*** Data to examine ***

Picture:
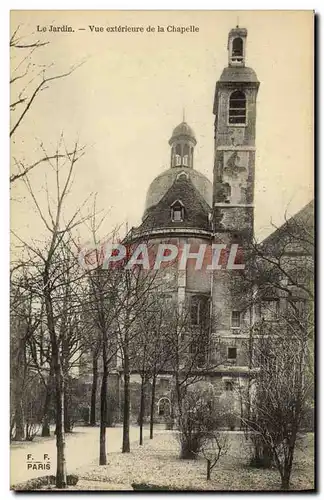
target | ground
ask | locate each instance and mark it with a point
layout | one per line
(158, 463)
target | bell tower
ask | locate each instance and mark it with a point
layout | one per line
(234, 159)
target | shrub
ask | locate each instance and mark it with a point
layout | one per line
(198, 418)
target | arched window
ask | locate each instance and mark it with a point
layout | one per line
(178, 155)
(237, 108)
(237, 48)
(186, 155)
(164, 407)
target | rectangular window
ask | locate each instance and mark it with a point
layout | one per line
(270, 310)
(236, 319)
(231, 353)
(199, 309)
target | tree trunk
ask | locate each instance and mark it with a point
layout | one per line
(285, 481)
(67, 418)
(103, 411)
(152, 405)
(126, 411)
(142, 408)
(60, 433)
(208, 470)
(46, 421)
(19, 421)
(59, 387)
(94, 390)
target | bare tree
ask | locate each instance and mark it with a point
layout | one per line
(27, 81)
(53, 280)
(215, 446)
(281, 341)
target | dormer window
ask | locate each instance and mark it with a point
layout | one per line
(237, 108)
(177, 211)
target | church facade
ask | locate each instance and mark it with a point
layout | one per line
(183, 207)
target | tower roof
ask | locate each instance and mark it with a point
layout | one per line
(183, 130)
(162, 183)
(237, 32)
(238, 74)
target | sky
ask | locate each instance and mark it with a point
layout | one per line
(125, 99)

*** End of Data to examine ***

▶ Exercise instructions: Where a record above holds a picture, drop the picture and print the rest exactly.

▶ Answer section:
Picture:
target | ground
ask | locate each instance and mark it with a point
layout | one per line
(158, 463)
target | bell tower
ask | locate each instance and mark it with a point
layout | one per line
(234, 159)
target | shrub
ask | locate each instance and mark it with a point
layout | one per line
(198, 418)
target | arched window
ask | locate each instance and mark it with a point
layout | one per line
(178, 155)
(237, 108)
(237, 48)
(186, 155)
(164, 407)
target | rectangular window
ask | locate each instance and mark it with a point
layout | one per line
(270, 310)
(236, 319)
(231, 353)
(199, 309)
target | tree trunk
ask | locate each instance and mark it with a point
layout | one per line
(285, 481)
(67, 418)
(103, 411)
(152, 405)
(126, 411)
(142, 408)
(60, 433)
(208, 470)
(46, 421)
(19, 421)
(59, 387)
(94, 390)
target | bare tree
ask | locate each instance and mark it with a point
layout | one per line
(27, 81)
(53, 280)
(215, 446)
(281, 341)
target | dormer window
ask | locate each instance and mark it with a point
layout | one per line
(237, 108)
(177, 211)
target | church facade
ask | locate each instance and mark it with a point
layout | one per line
(183, 207)
target | tower roof
ask | locate each instance and mark it with a point
layout | one per line
(183, 130)
(162, 183)
(237, 32)
(238, 74)
target | sky
ask | locate each instance and mark it with a point
layout | one per line
(125, 99)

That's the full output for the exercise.